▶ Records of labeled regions

-- BEGIN --

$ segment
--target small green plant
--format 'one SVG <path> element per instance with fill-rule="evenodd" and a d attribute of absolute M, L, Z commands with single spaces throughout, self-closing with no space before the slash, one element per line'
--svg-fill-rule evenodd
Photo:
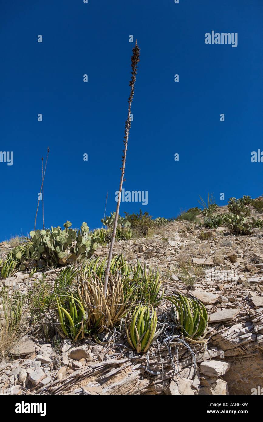
<path fill-rule="evenodd" d="M 88 278 L 81 276 L 78 283 L 78 296 L 87 316 L 87 323 L 91 329 L 97 333 L 111 329 L 119 323 L 127 313 L 130 297 L 124 297 L 121 276 L 110 273 L 107 295 L 103 289 L 106 271 L 103 278 L 95 273 Z"/>
<path fill-rule="evenodd" d="M 252 200 L 251 205 L 258 212 L 263 213 L 263 201 L 260 199 L 254 199 Z"/>
<path fill-rule="evenodd" d="M 249 196 L 249 195 L 243 195 L 239 200 L 244 205 L 249 205 L 253 200 L 251 197 Z"/>
<path fill-rule="evenodd" d="M 179 276 L 186 288 L 192 289 L 197 280 L 203 276 L 204 273 L 204 270 L 202 266 L 195 267 L 190 265 L 183 265 L 180 268 Z"/>
<path fill-rule="evenodd" d="M 156 331 L 157 315 L 152 305 L 142 303 L 133 307 L 125 319 L 129 344 L 137 353 L 147 352 L 157 338 L 161 330 Z"/>
<path fill-rule="evenodd" d="M 198 239 L 200 239 L 200 240 L 207 240 L 208 239 L 210 238 L 210 234 L 209 233 L 207 233 L 206 232 L 203 232 L 203 231 L 200 232 L 200 234 L 198 236 Z"/>
<path fill-rule="evenodd" d="M 59 297 L 55 295 L 59 332 L 62 338 L 73 341 L 82 340 L 88 332 L 89 325 L 81 300 L 75 292 Z"/>
<path fill-rule="evenodd" d="M 201 213 L 199 208 L 190 208 L 188 211 L 182 211 L 176 219 L 178 221 L 189 221 L 190 222 L 198 222 L 197 216 Z"/>
<path fill-rule="evenodd" d="M 134 221 L 133 227 L 140 237 L 147 237 L 154 224 L 154 220 L 152 219 L 151 216 L 144 215 L 141 218 Z"/>
<path fill-rule="evenodd" d="M 3 279 L 11 277 L 17 271 L 17 261 L 14 259 L 12 251 L 8 252 L 1 269 L 1 275 Z"/>
<path fill-rule="evenodd" d="M 54 298 L 52 287 L 46 278 L 43 274 L 41 279 L 33 284 L 28 292 L 27 303 L 30 330 L 35 335 L 40 333 L 41 337 L 48 338 L 54 327 Z"/>
<path fill-rule="evenodd" d="M 46 261 L 47 265 L 65 265 L 67 260 L 68 262 L 81 261 L 92 254 L 98 247 L 100 238 L 92 235 L 86 222 L 82 223 L 77 233 L 71 226 L 70 222 L 66 221 L 63 230 L 59 226 L 52 226 L 51 230 L 32 230 L 30 240 L 13 250 L 14 257 L 21 263 L 20 270 L 28 268 L 32 260 L 41 258 Z"/>
<path fill-rule="evenodd" d="M 132 292 L 134 302 L 156 305 L 164 296 L 163 289 L 161 292 L 162 281 L 159 269 L 155 272 L 150 266 L 147 273 L 146 266 L 143 268 L 138 260 L 137 265 L 130 265 L 129 276 L 123 279 L 125 296 L 127 297 Z"/>
<path fill-rule="evenodd" d="M 208 327 L 205 306 L 196 298 L 179 292 L 167 298 L 171 303 L 171 316 L 176 328 L 190 343 L 204 342 Z"/>
<path fill-rule="evenodd" d="M 207 196 L 207 205 L 204 201 L 201 196 L 199 195 L 200 200 L 198 200 L 198 202 L 203 207 L 202 211 L 202 214 L 203 216 L 209 216 L 211 215 L 213 213 L 216 211 L 218 208 L 218 206 L 215 203 L 215 200 L 214 197 L 214 194 L 209 195 L 209 192 Z"/>
<path fill-rule="evenodd" d="M 212 214 L 209 217 L 205 217 L 204 225 L 210 229 L 216 229 L 222 225 L 224 221 L 220 214 Z"/>
<path fill-rule="evenodd" d="M 112 229 L 113 227 L 116 215 L 116 212 L 111 213 L 110 216 L 106 216 L 105 218 L 101 219 L 101 222 L 108 228 Z M 127 215 L 125 216 L 125 217 L 121 217 L 120 215 L 118 215 L 117 224 L 118 225 L 120 225 L 122 227 L 130 227 L 131 225 Z"/>
<path fill-rule="evenodd" d="M 105 243 L 108 240 L 107 230 L 105 229 L 95 229 L 92 232 L 91 236 L 98 243 Z"/>
<path fill-rule="evenodd" d="M 263 220 L 261 218 L 255 219 L 252 217 L 252 225 L 253 227 L 258 227 L 259 229 L 263 227 Z"/>

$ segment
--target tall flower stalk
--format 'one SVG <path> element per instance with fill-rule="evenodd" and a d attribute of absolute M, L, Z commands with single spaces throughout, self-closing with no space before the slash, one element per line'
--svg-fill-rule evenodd
<path fill-rule="evenodd" d="M 140 49 L 137 45 L 137 40 L 136 41 L 136 44 L 135 47 L 133 49 L 133 55 L 131 57 L 131 67 L 133 71 L 131 72 L 132 78 L 131 80 L 130 81 L 130 97 L 129 97 L 129 99 L 128 100 L 128 103 L 129 103 L 129 107 L 128 109 L 128 117 L 127 118 L 127 120 L 126 120 L 125 123 L 125 135 L 124 139 L 123 140 L 123 143 L 124 143 L 124 149 L 122 150 L 122 152 L 123 152 L 123 155 L 122 156 L 122 165 L 121 168 L 121 170 L 122 170 L 122 175 L 121 176 L 120 182 L 119 184 L 119 195 L 118 197 L 118 202 L 117 203 L 117 207 L 116 208 L 116 214 L 115 214 L 115 218 L 114 220 L 114 225 L 113 226 L 113 231 L 112 232 L 112 237 L 111 238 L 111 246 L 110 247 L 110 250 L 108 253 L 108 262 L 107 263 L 107 268 L 106 269 L 106 273 L 105 275 L 105 278 L 104 279 L 104 284 L 103 289 L 103 294 L 104 297 L 106 297 L 107 295 L 107 289 L 108 288 L 108 276 L 110 272 L 110 267 L 111 265 L 111 257 L 112 257 L 112 252 L 113 251 L 113 246 L 114 246 L 114 243 L 115 240 L 115 235 L 116 234 L 116 229 L 117 228 L 117 225 L 118 223 L 118 217 L 119 216 L 119 205 L 121 201 L 121 193 L 122 189 L 122 184 L 123 183 L 123 179 L 124 177 L 124 173 L 125 171 L 125 164 L 126 162 L 126 155 L 127 153 L 127 146 L 128 145 L 128 138 L 129 138 L 129 134 L 130 133 L 130 129 L 131 126 L 131 121 L 130 121 L 130 114 L 131 114 L 131 108 L 132 103 L 133 102 L 133 95 L 134 95 L 134 86 L 135 85 L 135 81 L 136 81 L 136 75 L 137 75 L 137 65 L 139 62 L 140 61 Z"/>
<path fill-rule="evenodd" d="M 46 174 L 46 164 L 47 163 L 48 158 L 49 158 L 49 147 L 48 146 L 47 149 L 47 154 L 46 154 L 46 163 L 45 164 L 45 169 L 44 170 L 44 173 L 43 174 L 43 157 L 41 159 L 42 160 L 42 182 L 41 185 L 41 188 L 40 189 L 40 193 L 42 193 L 42 201 L 43 200 L 43 196 L 44 194 L 43 185 L 44 184 L 44 179 L 45 178 L 45 175 Z M 35 225 L 37 222 L 37 217 L 38 216 L 38 206 L 39 206 L 39 200 L 38 200 L 38 206 L 37 207 L 37 211 L 35 213 L 35 225 L 34 226 L 34 230 L 35 230 Z M 43 202 L 42 202 L 42 209 L 43 209 L 43 228 L 44 228 L 44 205 Z"/>

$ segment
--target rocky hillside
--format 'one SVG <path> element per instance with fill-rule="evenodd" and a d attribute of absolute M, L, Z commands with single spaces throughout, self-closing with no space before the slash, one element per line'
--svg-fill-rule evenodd
<path fill-rule="evenodd" d="M 250 218 L 260 216 L 249 208 Z M 0 257 L 10 249 L 0 243 Z M 101 246 L 95 254 L 102 258 L 108 252 L 108 246 Z M 236 235 L 225 226 L 210 229 L 174 221 L 151 237 L 117 242 L 114 254 L 121 252 L 146 268 L 158 266 L 165 295 L 179 290 L 202 301 L 210 315 L 206 348 L 192 345 L 193 356 L 179 341 L 171 348 L 157 342 L 145 355 L 131 351 L 117 330 L 100 337 L 101 342 L 87 338 L 75 344 L 59 341 L 58 335 L 47 342 L 39 332 L 26 330 L 0 364 L 2 393 L 251 395 L 263 373 L 260 229 Z M 43 274 L 52 287 L 60 271 L 31 277 L 18 272 L 0 284 L 27 294 Z M 169 308 L 165 301 L 158 308 L 160 321 Z"/>

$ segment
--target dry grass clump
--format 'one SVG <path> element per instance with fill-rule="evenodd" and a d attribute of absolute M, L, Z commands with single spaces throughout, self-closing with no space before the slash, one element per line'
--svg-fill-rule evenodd
<path fill-rule="evenodd" d="M 224 257 L 226 254 L 225 248 L 220 248 L 216 251 L 213 255 L 213 260 L 215 265 L 222 265 L 224 263 Z"/>
<path fill-rule="evenodd" d="M 26 332 L 22 307 L 25 295 L 12 287 L 0 292 L 0 361 L 8 357 Z"/>
<path fill-rule="evenodd" d="M 179 278 L 189 289 L 193 289 L 196 281 L 204 276 L 204 269 L 201 265 L 185 266 L 181 268 L 178 273 Z"/>

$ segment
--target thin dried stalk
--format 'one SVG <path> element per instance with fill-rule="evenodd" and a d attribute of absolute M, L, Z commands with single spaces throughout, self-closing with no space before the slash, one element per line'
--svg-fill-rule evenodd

-- END --

▶ What this task involves
Can you convert the entries from the start through the line containing "201 213 L 199", inclusive, into a JSON list of strings with one string per line, skipping blank lines and leaving out the pictures?

▶ Correct result
[
  "$ segment",
  "--target small green plant",
  "--format 'one SVG <path> element per instance with fill-rule=\"evenodd\" and a d attribute of absolute M, L, Z commands with single spaces throughout, self-closing with no space before the slash, one element per line'",
  "--svg-fill-rule evenodd",
  "Photo:",
  "<path fill-rule=\"evenodd\" d=\"M 88 278 L 81 276 L 78 283 L 78 296 L 87 316 L 87 323 L 91 329 L 97 333 L 111 329 L 119 323 L 127 313 L 130 297 L 124 297 L 121 276 L 110 273 L 107 295 L 103 289 L 106 271 L 103 278 L 95 273 Z\"/>",
  "<path fill-rule=\"evenodd\" d=\"M 252 200 L 251 205 L 258 212 L 263 213 L 263 201 L 260 199 L 254 199 Z\"/>",
  "<path fill-rule=\"evenodd\" d=\"M 249 196 L 249 195 L 243 195 L 239 200 L 244 205 L 249 205 L 253 200 L 251 197 Z\"/>",
  "<path fill-rule=\"evenodd\" d=\"M 179 276 L 186 288 L 192 289 L 197 280 L 203 276 L 204 273 L 204 270 L 202 266 L 195 267 L 190 265 L 183 265 L 180 268 Z\"/>",
  "<path fill-rule=\"evenodd\" d=\"M 156 331 L 157 315 L 152 305 L 142 303 L 133 307 L 125 319 L 129 344 L 137 353 L 147 352 L 157 338 L 161 330 Z\"/>",
  "<path fill-rule=\"evenodd\" d=\"M 198 239 L 200 239 L 200 240 L 207 240 L 208 239 L 210 238 L 210 234 L 209 233 L 207 233 L 206 232 L 203 232 L 203 231 L 200 232 L 200 234 L 198 236 Z\"/>",
  "<path fill-rule=\"evenodd\" d=\"M 59 297 L 55 295 L 59 332 L 62 338 L 73 341 L 82 340 L 88 332 L 89 325 L 81 300 L 75 292 Z\"/>",
  "<path fill-rule=\"evenodd\" d=\"M 201 213 L 199 208 L 190 208 L 188 211 L 182 211 L 176 219 L 178 221 L 189 221 L 190 222 L 198 222 L 197 216 Z\"/>"
]